* START Task material *

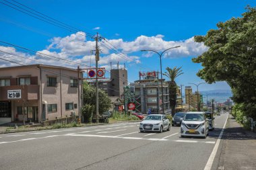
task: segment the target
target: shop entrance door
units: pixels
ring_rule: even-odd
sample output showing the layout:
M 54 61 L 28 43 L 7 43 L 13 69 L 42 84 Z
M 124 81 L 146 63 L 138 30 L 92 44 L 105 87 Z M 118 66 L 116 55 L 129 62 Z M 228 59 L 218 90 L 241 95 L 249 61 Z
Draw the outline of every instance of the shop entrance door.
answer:
M 35 122 L 38 120 L 38 107 L 37 106 L 28 106 L 27 108 L 28 120 L 28 122 Z

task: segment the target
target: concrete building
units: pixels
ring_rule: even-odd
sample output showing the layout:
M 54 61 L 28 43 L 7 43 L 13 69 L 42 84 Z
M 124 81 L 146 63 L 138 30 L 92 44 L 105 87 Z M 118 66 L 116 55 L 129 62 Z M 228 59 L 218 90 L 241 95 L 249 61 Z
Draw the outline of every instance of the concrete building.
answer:
M 154 74 L 152 73 L 147 73 L 143 76 L 143 79 L 140 77 L 139 80 L 130 84 L 130 86 L 135 87 L 136 112 L 143 114 L 148 114 L 148 112 L 151 114 L 162 113 L 161 81 L 163 81 L 164 114 L 170 114 L 168 83 L 164 79 L 158 80 L 156 72 L 154 72 Z
M 90 80 L 89 84 L 95 86 L 95 79 Z M 110 70 L 110 78 L 98 80 L 98 87 L 108 96 L 123 99 L 123 88 L 128 85 L 127 71 L 125 69 Z
M 79 69 L 79 68 L 78 68 Z M 0 68 L 0 122 L 26 122 L 79 114 L 80 69 L 43 65 Z
M 123 99 L 123 88 L 128 85 L 127 71 L 125 69 L 110 70 L 110 81 L 108 84 L 108 95 Z

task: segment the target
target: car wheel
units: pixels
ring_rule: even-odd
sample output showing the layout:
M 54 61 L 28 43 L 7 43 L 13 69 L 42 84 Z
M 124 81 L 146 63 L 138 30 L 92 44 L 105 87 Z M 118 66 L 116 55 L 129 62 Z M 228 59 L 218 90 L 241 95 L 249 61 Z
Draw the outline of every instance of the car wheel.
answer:
M 170 131 L 170 124 L 169 124 L 169 125 L 168 126 L 167 131 Z
M 162 133 L 162 126 L 160 127 L 160 130 L 159 130 L 159 133 Z

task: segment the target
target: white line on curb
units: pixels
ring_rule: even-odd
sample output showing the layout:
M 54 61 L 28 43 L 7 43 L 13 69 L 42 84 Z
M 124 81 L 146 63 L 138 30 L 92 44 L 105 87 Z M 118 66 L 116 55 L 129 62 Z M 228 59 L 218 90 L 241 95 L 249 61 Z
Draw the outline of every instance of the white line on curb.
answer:
M 219 136 L 219 137 L 217 139 L 216 143 L 215 144 L 214 150 L 212 150 L 212 154 L 211 154 L 211 155 L 209 157 L 208 161 L 207 162 L 206 165 L 204 167 L 204 170 L 210 170 L 211 168 L 212 168 L 212 163 L 214 163 L 214 160 L 215 156 L 216 155 L 218 148 L 219 147 L 220 142 L 220 139 L 221 139 L 221 138 L 222 136 L 224 130 L 224 128 L 226 127 L 226 122 L 228 120 L 228 116 L 226 118 L 225 124 L 223 126 L 222 132 L 220 132 L 220 136 Z
M 171 135 L 169 135 L 169 136 L 165 136 L 164 138 L 168 138 L 168 137 L 170 137 L 170 136 L 172 136 L 175 135 L 175 134 L 179 134 L 179 133 L 172 134 Z

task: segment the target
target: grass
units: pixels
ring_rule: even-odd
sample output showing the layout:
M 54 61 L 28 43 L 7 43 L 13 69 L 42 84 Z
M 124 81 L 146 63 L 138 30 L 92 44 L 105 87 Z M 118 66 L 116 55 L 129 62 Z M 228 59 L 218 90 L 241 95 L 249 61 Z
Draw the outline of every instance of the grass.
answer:
M 113 113 L 112 118 L 109 118 L 110 122 L 128 120 L 139 120 L 139 119 L 133 115 L 123 114 L 117 112 Z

* END Task material *

Reproduce word for word the lines of the entries beginning at the first line of the entries and ending with the line that contains "M 35 122 L 38", including both of those lines. Leave the pictures out of your answer.

task: segment the target
target: shop entrance door
units: pixels
ring_rule: even-odd
sample output showing the layout:
M 54 61 L 28 43 L 7 43 L 13 69 L 42 84 Z
M 124 81 L 146 63 L 138 30 L 92 44 L 105 87 Z M 118 66 L 116 55 L 129 62 Z M 228 59 L 218 90 L 241 95 L 249 61 Z
Draw the outline of every instance of the shop entrance door.
answer:
M 35 122 L 38 120 L 38 107 L 37 106 L 28 106 L 27 108 L 28 120 L 28 122 Z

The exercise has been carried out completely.